> [Text excerpt]
=======

Since the proposed “debt reduction levy” was first reported earlier this week, commentators and the opposition have made much of Abbott’s decision to break his promise that there will be no tax increases in he led. Recent polls suggest his government’s popularity is suffering the consequences too. But the mistake Abbott made was not breaking his promise: it was making it in the first place.
You don’t have to look any further than the US to see how dangerous anti-tax rhetoric can be. So fierce is the anti-tax movement that every single Republican Party nominee for President in 2012 stood on a stage and pledged not to raise taxes by a single dollar, not even in exchange for $10 in reduced spending for every additional dollar in tax revenue.
In that environment, governments are put in a situation where deficits spiral yet to make the decision to raise additional revenue is electoral suicide. So services are cut, especially those that serve the most vulnerable, yet it is never enough.
It’s not surprising the Abbott seems to look to the US Republican party for inspiration: it is largely ideologically consistent with his own views and it has been effective in shaping the American political landscape to serve its interest, even with a Democratic president. And so Abbott stole another page from the Gingrich playbook and cast his party as the anti-tax party.
In opposition, Abbott made much of Gillard’s “great big new tax”. His message was clear: all new taxes were unacceptable. The Commission of Audit was instructed not to consider taxation arrangements. Neither was the Financial Systems Review. But balancing a budget and providing essential services to citizens sometimes requires tax increases. Anti-tax rhetoric and responsible economic leadership are mutually exclusive.
So Abbott stand accused of breaking his promise, when his real mistake was making the promise to begin with.
Taxes are inevitable and essential: rather than casting them in a negative light, politicians should talk their ideas on who pays tax, how it is paid, and how much is paid. Do we want a flat tax or progressive taxation? Should we tax income or expenditure? How should the tax system account for the additional expense of having a family? What level of taxation should businesses pay?
On the other side are the questions about which services should be provided to citizens and whether government is the right group to provide or fund them. Are we committed to universal free access to basic medical care? Should there be a safety net? Do we want all talented students, regardless of family background, to be able to access high-quality tertiary education?
And if the answer to all these is yes, then who among us should pay for them?
But rather than having these important conversations, in Opposition Abbott used phrases like “great big tax”, “class warfare” and “budget crisis”. When he assumed responsibility for the budget, there were few options available to him that he hadn’t publicly denounced. So rather than admit that perhaps a tax increase might be a responsible decision, and explain why a particular design is preferable, his policy of choice is a piecemeal approach designed to give the maximum amount of rhetorical wiggle room.

=======

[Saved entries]
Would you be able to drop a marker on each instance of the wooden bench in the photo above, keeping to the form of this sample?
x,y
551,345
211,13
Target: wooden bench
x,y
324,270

=======

> [What the task requires] In the commentary on Abbott's tax promise above, list every question it poses about how the tax system itself should be designed.

> [Task result]
- Do we want a flat tax or progressive taxation?
- Should we tax income or expenditure?
- How should the tax system account for the additional expense of having a family?
- What level of taxation should businesses pay?